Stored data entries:
########################################

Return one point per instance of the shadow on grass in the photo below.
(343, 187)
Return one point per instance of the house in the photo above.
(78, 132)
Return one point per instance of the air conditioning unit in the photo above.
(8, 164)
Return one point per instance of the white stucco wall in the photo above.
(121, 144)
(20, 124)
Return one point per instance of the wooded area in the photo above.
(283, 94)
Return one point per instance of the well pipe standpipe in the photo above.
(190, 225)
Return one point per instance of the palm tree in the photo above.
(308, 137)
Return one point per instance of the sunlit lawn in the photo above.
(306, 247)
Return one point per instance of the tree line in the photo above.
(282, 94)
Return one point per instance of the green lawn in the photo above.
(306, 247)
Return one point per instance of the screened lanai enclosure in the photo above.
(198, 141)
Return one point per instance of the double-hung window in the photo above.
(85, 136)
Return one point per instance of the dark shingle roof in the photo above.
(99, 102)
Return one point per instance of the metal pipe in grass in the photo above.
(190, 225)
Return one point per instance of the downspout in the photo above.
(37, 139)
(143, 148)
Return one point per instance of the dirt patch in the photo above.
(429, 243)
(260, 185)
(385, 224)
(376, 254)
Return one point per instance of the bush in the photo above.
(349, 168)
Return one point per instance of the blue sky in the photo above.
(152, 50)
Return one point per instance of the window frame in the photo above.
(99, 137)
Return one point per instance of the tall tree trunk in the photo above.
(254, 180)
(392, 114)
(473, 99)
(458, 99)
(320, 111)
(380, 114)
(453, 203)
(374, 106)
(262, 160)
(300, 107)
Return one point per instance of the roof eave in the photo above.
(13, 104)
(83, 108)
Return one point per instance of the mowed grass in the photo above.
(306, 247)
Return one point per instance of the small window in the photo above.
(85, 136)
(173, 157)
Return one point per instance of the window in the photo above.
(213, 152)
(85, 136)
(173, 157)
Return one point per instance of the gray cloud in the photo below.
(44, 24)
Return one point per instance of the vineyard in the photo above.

########################################

What to do:
Every line of the data above should be copied exactly.

Result of this task:
Return one point per instance of the shadow on grass in the photo below.
(343, 187)
Return one point per instance of the house in the photo above.
(78, 132)
Return one point per instance of the air conditioning unit in the photo above.
(8, 164)
Return one point per instance of the white stucco wall in the photo above.
(121, 144)
(20, 124)
Return one point per instance of the wooded area in the photo above.
(283, 94)
Return one point per instance of the well pipe standpipe in the photo above.
(190, 225)
Return one point per instance of the palm tree in the photo above.
(308, 137)
Return one point per instance of the sunlit lawn in the photo above.
(306, 247)
Return one point per instance of the tree line in the photo above.
(282, 94)
Return one point per instance of the green lawn in the photo above.
(306, 247)
Return one point per instance of the screened lanai enclosure in the photo above.
(198, 141)
Return one point per instance of the double-hung window in the photo above.
(85, 136)
Return one point per instance of the dark shingle roof in the photo above.
(99, 102)
Return one point per instance of the metal pipe in grass in the photo above.
(190, 225)
Return one point per instance of the downspout in the photo above.
(37, 139)
(143, 148)
Return one point per instance of the dirt patch in the photo above.
(429, 243)
(260, 185)
(385, 224)
(376, 254)
Return one point per instance of the bush in the photo above.
(349, 168)
Return one point per instance of the blue sky in the photo above.
(152, 50)
Return one point per instance of the window frame in the photo above.
(99, 137)
Return one point per instance of the tall tree trunk in the photo above.
(254, 180)
(392, 114)
(473, 99)
(458, 99)
(320, 111)
(380, 114)
(453, 203)
(374, 106)
(262, 160)
(300, 107)
Return one point per instance of the roof eave in the photo above.
(13, 104)
(83, 108)
Return one point per instance of the mowed grass in the photo above.
(306, 247)
Return one point per instance of the small window in the photo above.
(85, 136)
(173, 157)
Return one point per instance of the window in the photo above.
(213, 152)
(85, 136)
(173, 157)
Return one point per instance of the gray cloud in the photo below.
(44, 24)
Return one point per instance of the vineyard in the photo above.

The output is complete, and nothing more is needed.